**WHAT TO WORK ON**
(1) In the Osaka hotel review, why did the writer choose to book this hotel? Answer in one to three sentences.
(2) Continue the Osaka hotel review from the point where the text ends.

Review: Royal Park Hotel Iconic Osaka

Jyaga okay (3/5)

Royal Park Hotel Iconic Osaka

Nearest Airport : ITM (15 km away)
Neighbourhood : Naka Ward, Nagota
Website :
Address : Obic Midosuji Building, 4 Chome−2−3, Chuo Ward, Hiranomachi, Osaka, Japan
Chain : Royal Park Hotels (Preferred Hotels)

The Royal Park Hotel Iconic Osaka Midosuji (what a long name!) is a 352-room 5-star hotel located in the heart of Osaka’s financial district. Opened in March 2020, the hotel is one of Osaka’s newest upper-market hotels. It is one of the three ICONIC-branded properties of the Japan-based Royal Park Hotel Group. Like many Royal Park Hotels, this property also maintains a marketing agreement with Preferred Hotels as part of its Connect collection.

Booking Royal Park Hotel Iconic Osaka

I’ll be frank here, the sole reason I booked the Royal Park Hotel Iconic Osaka was because of how cheap it was. I paid a nightly rate of JPY13,500 (~USD92, GBP73) via for our stay, which suffice to say, is an incredible price. To sweeten the deal (or so it seems), the property is classified as a 5-star hotel and belongs to the Royal Park Hotel group. Since I had a pleasant stay at the Yokohama Royal Park, I felt, why not?


The Royal Park Hotel Iconic Osaka Midosuji is located in Osaka’s Chuo Ward, home to the city’s main business and financial centre. Living up to this location, the hotel occupied the higher floors of the Obic Midosuji office tower! As expected from a business-oriented location, there isn’t much in terms of curiosities located nearby the hotel. Thankfully, the hotel is wedged between two subway stations – Yodoyabashi and Hommachi – both located around six minutes away by foot.


In the spirit of being cheap, I decided to take the subway from Osaka Station after taking the Shinkansen from Nagoya. Whilst an eight-minute walk from Yodoyabashi Station seemed easy enough, it proved to be quite a chore to hand carry a 20-kilogram suitcase up the station’s stairs and down the road. Whilst tiring, it was thankfully not too hot on the day of our arrival, so at least we weren’t all sweaty when we reached the hotel.

Porte-cochère at the Royal Park Hotel Iconic Osaka (photo: Royal Park Hotels)
Entrance level lobby

Confusingly, however, the hotel’s entrance is located down a narrow, pedestrian-only alley. From there, it became clear that the hotel’s porte-cochère is shared with the office building, located in the back. Regardless, there wasn’t anybody greeting and directing guests or offering to help with bags. How strange! I was even more so confused to not see a reception desk until it occurred to me that the lobby is on the 15th floor.

**DATASET EXTRACT**
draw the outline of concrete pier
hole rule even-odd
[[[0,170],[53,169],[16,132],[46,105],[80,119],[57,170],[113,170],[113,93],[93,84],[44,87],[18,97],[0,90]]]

**RESPONSES FOR EACH TASK**
(1) The writer booked it because it was very cheap, at a nightly rate of JPY13,500 (about USD92 or GBP73). Its 5-star classification and its place in the Royal Park Hotel group, after a pleasant stay at the Yokohama Royal Park, made the deal seem even better.

(2)
Lobby at the Royal Park Iconic Osaka


After making our way up, we finally found the proper hotel in all its glory. As we arrived at the hotel at 13.00, we were kindly requested to return to the reception desk during the check-in time at 15.00. We couldn’t even have the registration formality filled out before then, which is a shame. This was, however, not before the agent asked to see our passports and reservation details. As such, we left our baggage at the reception and left to get lunch in the city.

Reception desk at the Royal Park Iconic Osaka
Lobby at the Royal Park Hotel Iconic Osaka

When we got back, we went back to the reception to check in. Again, we had to present our passports, before being able to fill out the registration forms. I felt this unnecessary trouble could have been avoided had they taken our details when we first arrived at the hotel. Wouldn’t it be nice to just go back only to get our keycards instead of going over the registration process again? To make things more interesting, nobody also offered to take our bags to our room, which is a first for me in Japan.

Standard Twin Room

We were assigned a room on the 17th floor, which combined with the hotel’s location in the business district, offers some nice views of the Osaka skyline. Whilst generally quite typical of a city-centre view, I found it interesting that the building next door has a bit of a rooftop garden with a small Shinto shrine. Pretty cool!

View from our room


The design takes its cues from the ginkgo biloba – apparent from the ginkgo leaf wall decor and yellow hues complementing the dark tones of the space. Whilst I like the dark look of the room, I felt that it only contributed to making the space feel smaller. Our standard room is advertised to be 26 sqm, which sounds about right given the slightly compact feel of the room. Honestly, the room would’ve probably felt more spacious had they omitted the glass cabinet near the chairs.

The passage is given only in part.